Your task
Rewrite all of the data below with "thickest" changed to "widest" everywhere and nothing else altered. Omit the pictures from your version.

Collection entries
┄┄┄┄┄┄┄┄┄┄
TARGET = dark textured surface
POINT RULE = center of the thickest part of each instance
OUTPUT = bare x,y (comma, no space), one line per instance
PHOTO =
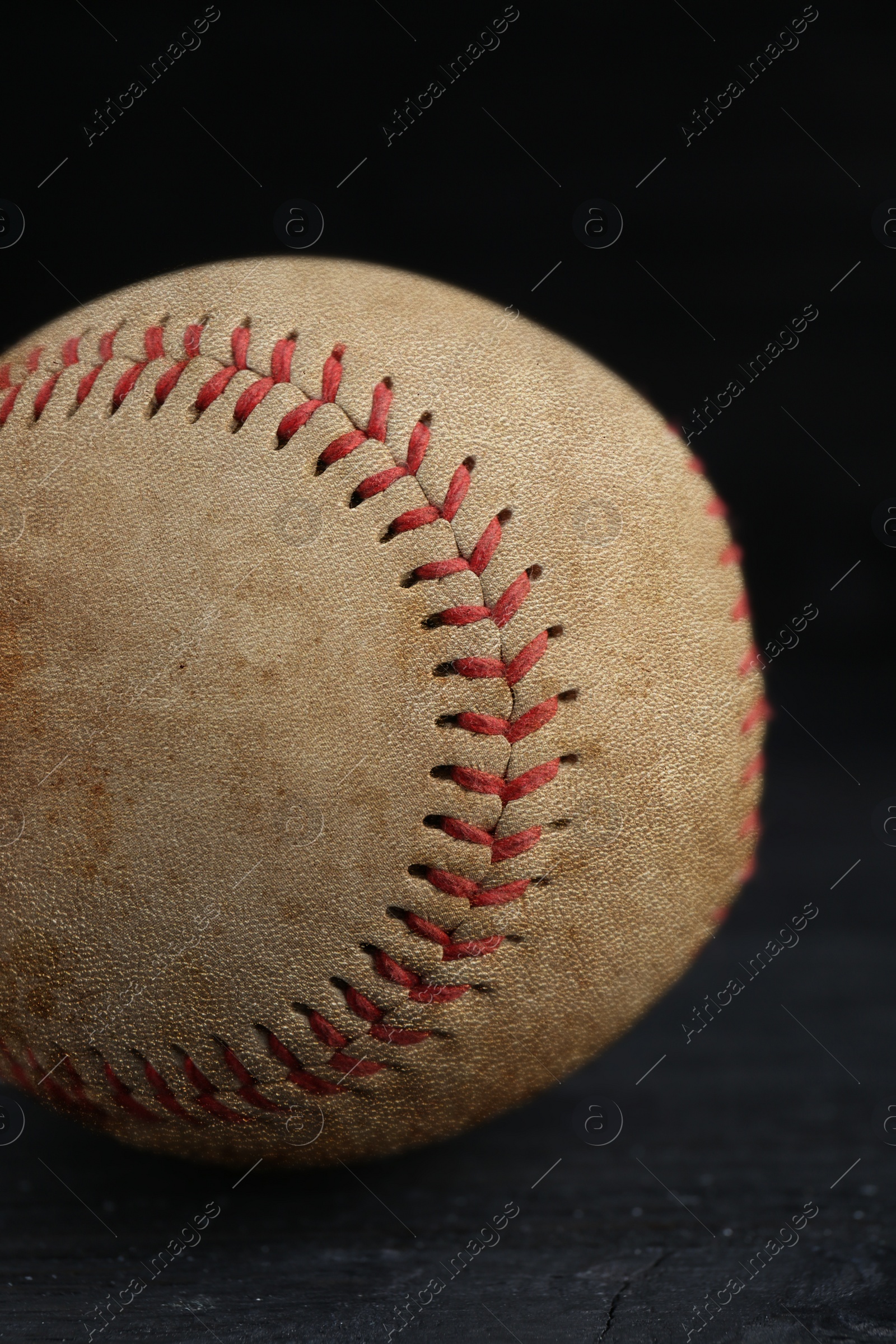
722,244
734,1131
745,1126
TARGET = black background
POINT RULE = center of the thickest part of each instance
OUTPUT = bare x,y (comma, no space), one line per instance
723,244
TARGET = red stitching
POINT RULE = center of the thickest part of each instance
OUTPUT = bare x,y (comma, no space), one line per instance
758,713
477,781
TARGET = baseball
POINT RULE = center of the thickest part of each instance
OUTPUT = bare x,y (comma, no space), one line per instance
381,718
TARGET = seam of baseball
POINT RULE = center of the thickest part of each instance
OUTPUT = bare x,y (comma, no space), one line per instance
476,781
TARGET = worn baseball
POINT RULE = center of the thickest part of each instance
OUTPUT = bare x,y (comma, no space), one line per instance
381,721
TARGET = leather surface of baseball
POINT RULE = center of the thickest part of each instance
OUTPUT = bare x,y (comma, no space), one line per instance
381,734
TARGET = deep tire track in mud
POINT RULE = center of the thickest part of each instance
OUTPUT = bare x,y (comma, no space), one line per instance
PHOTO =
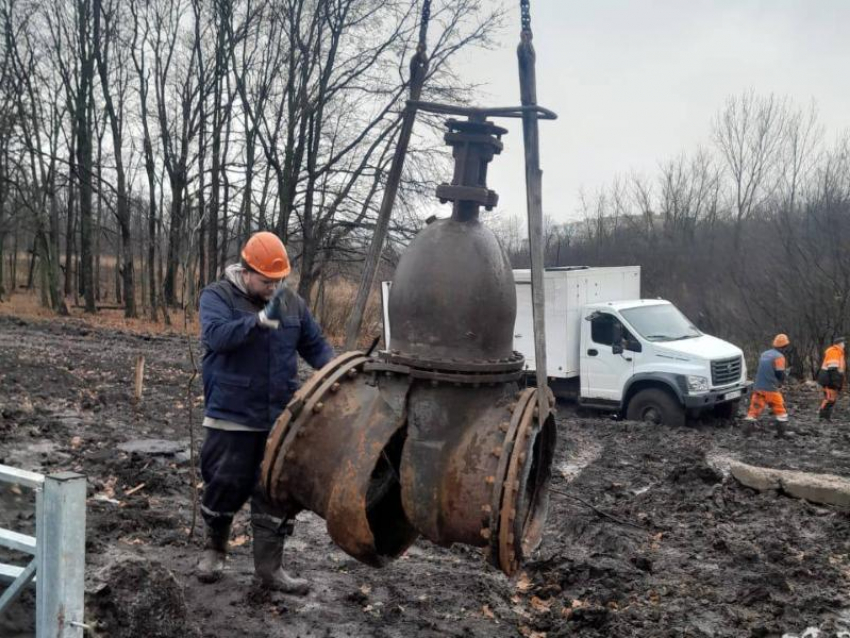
701,555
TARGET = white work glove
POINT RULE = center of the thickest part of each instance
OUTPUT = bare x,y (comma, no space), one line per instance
270,316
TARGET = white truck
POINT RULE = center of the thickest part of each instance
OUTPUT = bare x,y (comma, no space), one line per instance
611,350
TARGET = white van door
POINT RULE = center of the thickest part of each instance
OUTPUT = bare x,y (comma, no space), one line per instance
602,371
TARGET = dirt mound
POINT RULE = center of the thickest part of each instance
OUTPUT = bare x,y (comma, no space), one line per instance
137,597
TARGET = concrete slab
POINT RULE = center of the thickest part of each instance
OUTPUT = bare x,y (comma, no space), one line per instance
828,489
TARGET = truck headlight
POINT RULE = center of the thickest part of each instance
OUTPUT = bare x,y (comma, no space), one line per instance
697,384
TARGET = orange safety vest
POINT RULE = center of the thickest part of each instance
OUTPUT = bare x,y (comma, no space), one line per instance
834,358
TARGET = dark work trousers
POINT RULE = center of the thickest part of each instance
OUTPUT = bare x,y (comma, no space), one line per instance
230,466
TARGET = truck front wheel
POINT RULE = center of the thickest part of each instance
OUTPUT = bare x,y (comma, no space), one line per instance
655,406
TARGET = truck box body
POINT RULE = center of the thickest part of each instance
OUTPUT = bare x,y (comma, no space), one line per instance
567,291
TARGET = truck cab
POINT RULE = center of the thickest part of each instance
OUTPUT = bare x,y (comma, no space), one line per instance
645,359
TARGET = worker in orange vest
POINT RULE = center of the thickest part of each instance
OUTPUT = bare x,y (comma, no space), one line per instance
831,376
770,375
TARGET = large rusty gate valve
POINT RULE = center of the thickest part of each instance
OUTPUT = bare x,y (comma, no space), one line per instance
433,436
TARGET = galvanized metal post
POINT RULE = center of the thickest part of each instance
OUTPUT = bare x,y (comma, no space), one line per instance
60,546
534,201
┄┄┄┄┄┄┄┄┄┄
Output
TARGET = dark textured surface
POINT RULE = center of the widest part of each instance
OUTPUT = bare x,y (comma, no space), one line per instance
PHOTO =
722,244
734,1131
745,1126
TARGET = black background
POINT RULE = center of the widest part of each instance
OUTPUT = bare x,y (comma, no space), one line per instance
723,244
TARGET = red stitching
POINT RULE = center of the widest part of each instance
OUTPUT = bare x,y (comma, no space), one line per instance
758,713
477,781
TARGET = baseball
POINT RULE = center of the widest part of each instance
OUTPUT = bare x,y (comma, no space), one line per instance
381,718
TARGET = seam of baseball
POINT RULE = center of the widest part of each instance
OUTPUT = bare x,y (comma, no space), one line per instance
476,781
TARGET = worn baseball
POINT RULE = center of the widest part of each instance
OUTPUT = bare x,y (comma, no space), one line per instance
381,721
TARGET = leather surface of baseball
POINT RULE = center of the widest part of each instance
OUTPUT = bare x,y (comma, no space), one line per instance
381,734
TARGET = deep tire track in mud
POINT RULE = center of the widest part of each instance
OUTPUT = bare x,y (comma, no space), one line per instance
PHOTO =
701,555
TARGET = white work glove
POINT RULE = center of the widest part of each instance
OUTPUT = bare x,y (comma, no space), one line per instance
270,316
TARGET = white truck
POINT RULE = center of the widest part of each instance
OUTPUT = bare x,y (comma, no space), one line per instance
611,350
TARGET = white van door
POINT RULE = center of the widest part of each instance
OUTPUT = bare x,y (comma, no space), one line per instance
602,371
TARGET = dirt mound
POINT RULE = center of the widest part of each instance
OUTPUT = bare x,y (comma, no space), one line per instance
137,597
TARGET = concrete slab
POINT RULE = center of the widest part of each instance
OUTPUT = bare x,y (comma, no space), one line per instance
828,489
TARGET = truck headlight
POINT RULE = center of the widest part of each instance
OUTPUT = bare x,y (comma, no space), one line per instance
697,384
TARGET = orange safety vest
POINT RULE = center of the widest part of each instance
OUTPUT = bare x,y (comma, no space), one line per instance
834,358
TARGET = dark work trousers
POINT RULE = center of the widest part of each instance
OUTPUT = bare x,y (comma, no space), one line per instance
230,466
TARGET = truck front wheel
POINT RULE = center of the widest part of each instance
OUTPUT = bare x,y (comma, no space), one line per instance
655,406
TARGET = truck box body
POINT RULE = center of the widest part of each instance
OUTPUT = bare x,y (comma, no space), one line per instance
567,291
TARGET = truck cab
POINT RULE = center of the widest part of each instance
OUTPUT = bare x,y (comma, no space), one line per instance
645,359
TARGET = worker in orange vest
POINT RULE = center of the widest part of each instance
OUTPUT = bare x,y (comma, no space), one line per instance
831,376
770,375
TARGET = large rusty gate valve
POINT RULE = center of the widest part of each instance
OUTPUT = bare x,y (comma, no space), one line per instance
433,436
TARGET = galvanized metal post
POINT RULE = center of the widest part of each instance
OUTPUT = bare x,y (comma, no space), one line per instance
60,546
534,201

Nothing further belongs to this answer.